--- What to do ---
What follows is a block of records; restate each one word for word.
::: Input rows
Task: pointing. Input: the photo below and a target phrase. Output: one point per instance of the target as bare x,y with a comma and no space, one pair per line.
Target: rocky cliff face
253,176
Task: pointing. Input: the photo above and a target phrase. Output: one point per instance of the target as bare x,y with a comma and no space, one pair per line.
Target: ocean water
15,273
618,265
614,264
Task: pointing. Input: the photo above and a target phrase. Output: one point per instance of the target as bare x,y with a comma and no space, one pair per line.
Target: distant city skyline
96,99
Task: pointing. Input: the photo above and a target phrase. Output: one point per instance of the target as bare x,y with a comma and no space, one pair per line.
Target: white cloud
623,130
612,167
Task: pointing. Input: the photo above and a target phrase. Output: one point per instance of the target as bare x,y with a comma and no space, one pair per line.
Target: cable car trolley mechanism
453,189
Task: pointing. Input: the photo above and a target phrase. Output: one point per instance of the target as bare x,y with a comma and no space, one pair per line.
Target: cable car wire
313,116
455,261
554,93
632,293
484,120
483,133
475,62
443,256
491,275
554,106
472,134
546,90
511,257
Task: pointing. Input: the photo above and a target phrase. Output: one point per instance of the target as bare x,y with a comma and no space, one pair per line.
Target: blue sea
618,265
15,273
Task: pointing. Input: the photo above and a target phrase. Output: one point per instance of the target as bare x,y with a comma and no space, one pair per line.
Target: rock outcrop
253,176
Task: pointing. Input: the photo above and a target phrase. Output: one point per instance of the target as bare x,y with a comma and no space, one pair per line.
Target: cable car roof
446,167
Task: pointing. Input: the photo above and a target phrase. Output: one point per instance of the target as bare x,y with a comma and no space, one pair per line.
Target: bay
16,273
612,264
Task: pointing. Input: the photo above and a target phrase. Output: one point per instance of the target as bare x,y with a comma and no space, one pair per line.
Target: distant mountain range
::::::
--- Answer below ---
Task: pointing. Input: the photo below and a target phrase. Output: one point per instance of the target as bare x,y with a comma and no space, one pair per line.
Target: rocky cliff face
253,176
Task: pointing. Input: the photo above and a target phrase. Output: one point per instance of the target as bare x,y with a comma and no space, one pair per line.
Target: ocean water
15,273
618,265
614,264
Task: pointing. Input: the photo above and a target phrase. Output: one point per instance of the target as bare x,y with a comma and no space, one pair per line.
Target: distant city skyline
96,99
Task: pointing. Input: the photo above and a target phrase. Output: one point per instance of the target as bare x,y with a comma and no space, one pair per line.
Target: white cloud
623,130
612,167
Task: pointing. Input: the photo above and a target phrase. Output: one point per instance of the target as bare x,y with a comma and no space, one pair per line.
Target: cable car trolley mechanism
453,189
Task: pointing. Input: the photo above and a target phrase. Output: one point per instance of the target as bare x,y with a comma and no space, one pair per line.
Target: cable car wire
313,116
455,261
554,93
632,293
484,120
483,133
475,62
443,256
491,275
554,106
472,134
546,90
511,257
Task: pointing. Input: the photo above and a target phrase. Output: one point per instance of the target as bare x,y with a comma and no space, one pair per line.
Target: blue sea
618,265
15,273
Task: pointing. Input: the photo above and a target phrase. Output: one point per instance of the target as bare x,y with a comma and no space, one pair per line.
Target: rock outcrop
253,176
Task: pointing. Input: the photo above and a target phrase. Output: one point per instance of the target as bare x,y with a comma and no space, one pair per line.
Target: cable car roof
446,167
Task: pointing. Input: the photo above and a target phrase. Output: one point per instance of the target as bare x,y with a comma and no space, one pair per line.
Target: bay
16,273
612,264
Task: pointing. Input: the photo above and a target phrase. Output: one point per instance of the target as bare x,y with a comma and no space, one pair per line.
Target: distant mountain range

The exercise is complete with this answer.